◆ **Stored rows**:
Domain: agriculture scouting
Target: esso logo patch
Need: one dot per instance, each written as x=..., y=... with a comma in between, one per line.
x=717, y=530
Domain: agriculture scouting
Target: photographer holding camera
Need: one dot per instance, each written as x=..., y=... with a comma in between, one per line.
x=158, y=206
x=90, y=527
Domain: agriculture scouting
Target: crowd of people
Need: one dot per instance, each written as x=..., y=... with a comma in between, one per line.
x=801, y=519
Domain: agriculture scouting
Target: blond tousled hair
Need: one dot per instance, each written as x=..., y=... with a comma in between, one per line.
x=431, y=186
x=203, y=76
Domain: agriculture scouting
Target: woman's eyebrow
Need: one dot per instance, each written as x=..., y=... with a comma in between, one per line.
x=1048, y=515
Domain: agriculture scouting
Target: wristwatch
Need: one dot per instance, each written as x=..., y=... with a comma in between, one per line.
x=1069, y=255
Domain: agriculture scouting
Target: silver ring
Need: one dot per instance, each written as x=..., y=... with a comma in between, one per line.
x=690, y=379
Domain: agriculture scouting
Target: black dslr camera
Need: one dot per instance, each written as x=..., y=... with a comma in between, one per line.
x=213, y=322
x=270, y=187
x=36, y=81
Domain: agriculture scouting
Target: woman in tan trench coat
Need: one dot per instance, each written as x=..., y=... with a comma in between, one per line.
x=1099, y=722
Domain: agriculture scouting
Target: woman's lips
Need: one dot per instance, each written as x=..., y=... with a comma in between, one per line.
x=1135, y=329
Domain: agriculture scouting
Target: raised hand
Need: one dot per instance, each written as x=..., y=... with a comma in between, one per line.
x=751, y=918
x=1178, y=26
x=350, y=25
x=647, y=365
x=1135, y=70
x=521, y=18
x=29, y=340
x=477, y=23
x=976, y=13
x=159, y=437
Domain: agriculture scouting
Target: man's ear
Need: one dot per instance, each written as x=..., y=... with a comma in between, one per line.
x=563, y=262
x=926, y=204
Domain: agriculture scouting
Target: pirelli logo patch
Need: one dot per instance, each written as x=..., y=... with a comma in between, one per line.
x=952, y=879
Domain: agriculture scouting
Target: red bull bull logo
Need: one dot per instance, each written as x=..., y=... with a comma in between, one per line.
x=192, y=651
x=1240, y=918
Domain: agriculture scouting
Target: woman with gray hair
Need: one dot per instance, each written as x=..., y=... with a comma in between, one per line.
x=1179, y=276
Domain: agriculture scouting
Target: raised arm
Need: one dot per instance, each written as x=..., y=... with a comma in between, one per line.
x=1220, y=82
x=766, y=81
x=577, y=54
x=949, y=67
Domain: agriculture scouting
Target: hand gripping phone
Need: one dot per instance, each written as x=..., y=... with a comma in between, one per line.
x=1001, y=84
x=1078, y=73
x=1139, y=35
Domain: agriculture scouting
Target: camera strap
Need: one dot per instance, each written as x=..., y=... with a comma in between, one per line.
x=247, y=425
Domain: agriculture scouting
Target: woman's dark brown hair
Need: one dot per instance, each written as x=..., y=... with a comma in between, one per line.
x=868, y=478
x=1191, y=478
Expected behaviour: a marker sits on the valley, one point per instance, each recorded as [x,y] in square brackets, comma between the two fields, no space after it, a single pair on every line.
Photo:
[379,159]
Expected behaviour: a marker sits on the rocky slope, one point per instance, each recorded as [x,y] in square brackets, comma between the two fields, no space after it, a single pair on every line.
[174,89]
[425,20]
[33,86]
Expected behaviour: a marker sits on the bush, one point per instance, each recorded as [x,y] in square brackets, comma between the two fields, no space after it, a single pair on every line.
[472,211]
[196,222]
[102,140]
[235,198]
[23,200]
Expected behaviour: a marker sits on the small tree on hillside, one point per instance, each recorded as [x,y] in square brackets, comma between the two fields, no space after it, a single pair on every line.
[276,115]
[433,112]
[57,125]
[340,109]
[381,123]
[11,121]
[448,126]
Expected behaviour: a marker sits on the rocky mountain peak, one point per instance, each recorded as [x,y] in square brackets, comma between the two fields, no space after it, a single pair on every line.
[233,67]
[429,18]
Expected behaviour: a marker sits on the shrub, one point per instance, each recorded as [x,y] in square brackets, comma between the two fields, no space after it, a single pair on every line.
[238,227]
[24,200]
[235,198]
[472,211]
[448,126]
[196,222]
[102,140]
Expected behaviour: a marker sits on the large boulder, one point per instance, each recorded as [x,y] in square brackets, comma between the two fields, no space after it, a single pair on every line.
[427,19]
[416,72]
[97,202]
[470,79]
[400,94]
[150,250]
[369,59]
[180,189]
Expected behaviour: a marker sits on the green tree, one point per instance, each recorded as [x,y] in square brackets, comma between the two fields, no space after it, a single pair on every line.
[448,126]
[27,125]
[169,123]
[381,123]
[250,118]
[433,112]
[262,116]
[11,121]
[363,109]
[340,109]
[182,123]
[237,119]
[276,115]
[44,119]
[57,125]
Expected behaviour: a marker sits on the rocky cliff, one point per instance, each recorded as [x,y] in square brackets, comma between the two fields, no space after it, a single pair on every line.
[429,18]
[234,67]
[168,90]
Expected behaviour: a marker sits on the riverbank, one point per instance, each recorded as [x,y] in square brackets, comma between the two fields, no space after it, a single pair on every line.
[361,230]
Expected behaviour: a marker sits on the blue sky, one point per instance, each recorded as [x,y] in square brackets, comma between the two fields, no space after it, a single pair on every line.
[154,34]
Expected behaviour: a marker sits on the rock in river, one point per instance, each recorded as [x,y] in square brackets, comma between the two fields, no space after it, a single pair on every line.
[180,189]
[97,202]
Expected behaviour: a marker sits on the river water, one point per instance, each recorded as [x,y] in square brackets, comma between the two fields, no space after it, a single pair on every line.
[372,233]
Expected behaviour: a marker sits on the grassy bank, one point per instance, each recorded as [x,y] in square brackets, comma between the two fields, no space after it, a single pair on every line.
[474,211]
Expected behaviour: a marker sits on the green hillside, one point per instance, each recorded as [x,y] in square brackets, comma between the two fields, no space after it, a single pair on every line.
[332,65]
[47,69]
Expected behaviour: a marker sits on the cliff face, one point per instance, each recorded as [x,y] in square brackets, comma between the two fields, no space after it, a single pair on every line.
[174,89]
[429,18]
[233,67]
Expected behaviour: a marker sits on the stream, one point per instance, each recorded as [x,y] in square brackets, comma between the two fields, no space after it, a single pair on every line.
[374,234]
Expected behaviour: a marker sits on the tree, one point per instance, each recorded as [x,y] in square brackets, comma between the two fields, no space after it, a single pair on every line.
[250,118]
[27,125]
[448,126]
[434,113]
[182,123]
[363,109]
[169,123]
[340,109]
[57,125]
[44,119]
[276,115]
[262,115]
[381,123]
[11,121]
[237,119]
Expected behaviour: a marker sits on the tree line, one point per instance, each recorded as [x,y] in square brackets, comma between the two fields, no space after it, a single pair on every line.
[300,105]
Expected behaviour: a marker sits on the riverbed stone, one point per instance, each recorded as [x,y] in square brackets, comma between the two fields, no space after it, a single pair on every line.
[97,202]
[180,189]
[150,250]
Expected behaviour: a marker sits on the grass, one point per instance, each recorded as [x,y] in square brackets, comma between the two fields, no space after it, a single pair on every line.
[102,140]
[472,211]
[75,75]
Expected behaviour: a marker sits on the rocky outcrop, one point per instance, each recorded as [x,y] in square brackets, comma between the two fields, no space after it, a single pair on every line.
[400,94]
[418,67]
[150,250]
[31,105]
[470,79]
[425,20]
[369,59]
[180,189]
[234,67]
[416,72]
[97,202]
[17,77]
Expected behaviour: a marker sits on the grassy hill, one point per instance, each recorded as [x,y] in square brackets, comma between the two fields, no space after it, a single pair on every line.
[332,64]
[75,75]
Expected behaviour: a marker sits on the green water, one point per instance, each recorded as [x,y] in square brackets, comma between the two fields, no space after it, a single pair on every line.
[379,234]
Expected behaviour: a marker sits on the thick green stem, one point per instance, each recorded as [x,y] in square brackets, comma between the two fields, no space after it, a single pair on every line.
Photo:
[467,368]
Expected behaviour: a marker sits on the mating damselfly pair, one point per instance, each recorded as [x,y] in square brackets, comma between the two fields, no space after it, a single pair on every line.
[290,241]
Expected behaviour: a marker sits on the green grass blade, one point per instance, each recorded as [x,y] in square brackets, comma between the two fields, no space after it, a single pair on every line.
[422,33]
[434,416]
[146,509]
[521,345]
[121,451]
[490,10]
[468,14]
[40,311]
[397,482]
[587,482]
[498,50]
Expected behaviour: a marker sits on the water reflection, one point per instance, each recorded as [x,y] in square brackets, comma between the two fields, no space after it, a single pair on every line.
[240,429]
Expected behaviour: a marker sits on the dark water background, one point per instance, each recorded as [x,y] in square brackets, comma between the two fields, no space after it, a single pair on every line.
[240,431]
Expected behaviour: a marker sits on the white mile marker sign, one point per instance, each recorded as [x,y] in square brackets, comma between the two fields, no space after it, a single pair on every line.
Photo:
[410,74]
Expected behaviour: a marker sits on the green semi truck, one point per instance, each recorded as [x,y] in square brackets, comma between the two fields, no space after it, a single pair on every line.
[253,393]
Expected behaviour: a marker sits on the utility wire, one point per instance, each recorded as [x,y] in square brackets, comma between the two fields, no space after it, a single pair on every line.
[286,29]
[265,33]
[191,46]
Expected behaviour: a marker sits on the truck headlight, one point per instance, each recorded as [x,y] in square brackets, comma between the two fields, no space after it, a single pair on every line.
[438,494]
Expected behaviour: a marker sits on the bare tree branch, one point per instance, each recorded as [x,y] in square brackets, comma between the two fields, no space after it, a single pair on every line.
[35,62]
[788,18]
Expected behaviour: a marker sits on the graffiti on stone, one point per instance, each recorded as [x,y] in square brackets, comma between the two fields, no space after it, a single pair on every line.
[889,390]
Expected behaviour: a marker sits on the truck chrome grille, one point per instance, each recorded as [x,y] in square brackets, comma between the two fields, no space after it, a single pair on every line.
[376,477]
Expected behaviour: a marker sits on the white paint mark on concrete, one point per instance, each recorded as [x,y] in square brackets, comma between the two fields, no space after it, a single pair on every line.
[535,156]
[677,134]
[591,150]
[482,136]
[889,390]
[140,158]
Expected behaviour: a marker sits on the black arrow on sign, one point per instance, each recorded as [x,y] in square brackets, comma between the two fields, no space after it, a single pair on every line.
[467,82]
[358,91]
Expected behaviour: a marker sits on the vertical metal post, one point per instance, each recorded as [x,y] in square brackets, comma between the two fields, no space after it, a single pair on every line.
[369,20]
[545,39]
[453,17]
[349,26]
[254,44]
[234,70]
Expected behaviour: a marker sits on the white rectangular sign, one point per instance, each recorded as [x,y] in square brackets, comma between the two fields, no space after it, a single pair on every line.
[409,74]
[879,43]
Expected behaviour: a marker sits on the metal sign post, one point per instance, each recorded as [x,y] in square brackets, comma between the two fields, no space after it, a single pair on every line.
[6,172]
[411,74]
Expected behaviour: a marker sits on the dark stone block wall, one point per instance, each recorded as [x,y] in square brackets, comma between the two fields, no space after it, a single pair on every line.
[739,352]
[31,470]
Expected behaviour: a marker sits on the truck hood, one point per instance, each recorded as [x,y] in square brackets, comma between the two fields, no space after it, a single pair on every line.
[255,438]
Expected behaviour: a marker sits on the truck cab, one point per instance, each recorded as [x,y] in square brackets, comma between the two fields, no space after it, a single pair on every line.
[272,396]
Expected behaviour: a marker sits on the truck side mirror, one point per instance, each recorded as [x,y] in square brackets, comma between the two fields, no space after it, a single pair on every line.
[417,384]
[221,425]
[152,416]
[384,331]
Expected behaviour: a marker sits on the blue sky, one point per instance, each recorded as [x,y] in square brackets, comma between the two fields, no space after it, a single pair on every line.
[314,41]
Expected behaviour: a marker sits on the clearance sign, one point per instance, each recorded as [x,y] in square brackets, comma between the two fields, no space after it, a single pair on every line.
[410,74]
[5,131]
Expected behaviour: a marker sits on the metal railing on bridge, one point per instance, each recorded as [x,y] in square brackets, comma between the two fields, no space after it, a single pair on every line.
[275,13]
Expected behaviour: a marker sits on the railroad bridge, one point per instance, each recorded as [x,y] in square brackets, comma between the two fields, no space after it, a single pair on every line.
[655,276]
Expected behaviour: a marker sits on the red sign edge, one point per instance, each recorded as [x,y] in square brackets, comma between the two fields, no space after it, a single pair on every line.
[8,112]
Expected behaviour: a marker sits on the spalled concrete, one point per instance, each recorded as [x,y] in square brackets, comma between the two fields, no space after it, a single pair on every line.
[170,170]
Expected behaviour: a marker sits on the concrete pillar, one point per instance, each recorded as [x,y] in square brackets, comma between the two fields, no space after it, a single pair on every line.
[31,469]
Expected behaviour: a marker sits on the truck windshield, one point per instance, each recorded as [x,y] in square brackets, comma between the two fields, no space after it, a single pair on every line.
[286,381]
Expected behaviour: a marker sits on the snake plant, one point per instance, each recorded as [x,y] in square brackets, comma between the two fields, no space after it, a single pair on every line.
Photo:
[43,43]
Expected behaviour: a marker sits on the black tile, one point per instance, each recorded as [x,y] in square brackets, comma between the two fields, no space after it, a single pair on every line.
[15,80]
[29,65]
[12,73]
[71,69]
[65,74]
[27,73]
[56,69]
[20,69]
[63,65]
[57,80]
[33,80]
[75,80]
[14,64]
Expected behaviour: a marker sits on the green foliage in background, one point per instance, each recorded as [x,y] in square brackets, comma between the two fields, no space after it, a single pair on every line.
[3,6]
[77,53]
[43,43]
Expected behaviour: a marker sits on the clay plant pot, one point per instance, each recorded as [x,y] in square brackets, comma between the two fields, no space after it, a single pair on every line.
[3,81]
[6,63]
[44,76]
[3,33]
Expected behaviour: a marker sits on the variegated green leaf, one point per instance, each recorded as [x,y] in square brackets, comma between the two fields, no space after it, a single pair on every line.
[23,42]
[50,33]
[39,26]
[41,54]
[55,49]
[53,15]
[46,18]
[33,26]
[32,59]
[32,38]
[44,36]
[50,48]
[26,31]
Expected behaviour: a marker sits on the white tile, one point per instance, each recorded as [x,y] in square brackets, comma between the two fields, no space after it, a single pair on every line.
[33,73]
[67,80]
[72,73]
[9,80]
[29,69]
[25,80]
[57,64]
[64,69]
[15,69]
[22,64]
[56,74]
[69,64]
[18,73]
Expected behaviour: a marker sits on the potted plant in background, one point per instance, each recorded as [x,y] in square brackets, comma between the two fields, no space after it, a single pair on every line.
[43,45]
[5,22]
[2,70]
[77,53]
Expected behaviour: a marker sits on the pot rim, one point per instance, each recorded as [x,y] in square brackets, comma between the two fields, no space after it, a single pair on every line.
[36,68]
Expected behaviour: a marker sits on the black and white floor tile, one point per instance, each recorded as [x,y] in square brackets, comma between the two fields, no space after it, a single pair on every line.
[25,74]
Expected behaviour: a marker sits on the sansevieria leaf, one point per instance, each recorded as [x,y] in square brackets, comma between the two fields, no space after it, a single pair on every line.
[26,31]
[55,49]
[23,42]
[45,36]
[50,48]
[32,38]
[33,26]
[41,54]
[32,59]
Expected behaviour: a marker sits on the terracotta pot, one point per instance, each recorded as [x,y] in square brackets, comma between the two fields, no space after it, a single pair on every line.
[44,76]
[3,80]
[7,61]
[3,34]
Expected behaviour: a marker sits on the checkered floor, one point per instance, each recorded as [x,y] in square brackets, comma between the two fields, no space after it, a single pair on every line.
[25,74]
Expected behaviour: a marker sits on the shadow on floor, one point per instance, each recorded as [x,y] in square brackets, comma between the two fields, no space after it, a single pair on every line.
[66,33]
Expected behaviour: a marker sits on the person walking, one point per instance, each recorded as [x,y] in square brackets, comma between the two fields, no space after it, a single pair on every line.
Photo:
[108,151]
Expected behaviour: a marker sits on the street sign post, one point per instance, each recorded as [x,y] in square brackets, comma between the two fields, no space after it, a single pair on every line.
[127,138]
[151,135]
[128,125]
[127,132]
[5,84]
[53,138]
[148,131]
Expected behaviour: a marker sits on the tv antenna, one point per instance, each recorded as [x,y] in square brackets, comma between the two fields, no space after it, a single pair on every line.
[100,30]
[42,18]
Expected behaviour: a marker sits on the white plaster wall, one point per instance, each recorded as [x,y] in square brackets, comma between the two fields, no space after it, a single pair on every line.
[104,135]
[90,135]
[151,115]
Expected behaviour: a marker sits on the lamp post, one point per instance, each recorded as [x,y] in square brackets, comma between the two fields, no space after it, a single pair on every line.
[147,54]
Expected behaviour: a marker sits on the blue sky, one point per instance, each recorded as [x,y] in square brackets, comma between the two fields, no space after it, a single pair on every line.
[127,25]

◆ **Work to complete**:
Reproduce the records from their start through the line that contains "x=203, y=76", both ends included, with the requests unchanged, and shift every x and y coordinate in the answers by adding -97 to it.

◆ **The solution**:
Domain: agriculture scouting
Target: esso logo patch
Need: one dot per instance, each written as x=..., y=... with a comma in between, one per line.
x=620, y=433
Domain: agriculture scouting
Target: photographer holding camera
Need: one dot per instance, each written as x=..., y=... with a comma in between, one per line.
x=61, y=109
x=-7, y=430
Domain: agriculture scouting
Target: crowd of people
Need: one dot per instance, each written as x=..., y=... with a comma in between, one per line.
x=704, y=422
Domain: agriculture scouting
Target: blond tousled hair
Need: one dot per instance, each written as x=..., y=... with a comma in between, one per line.
x=334, y=89
x=106, y=-21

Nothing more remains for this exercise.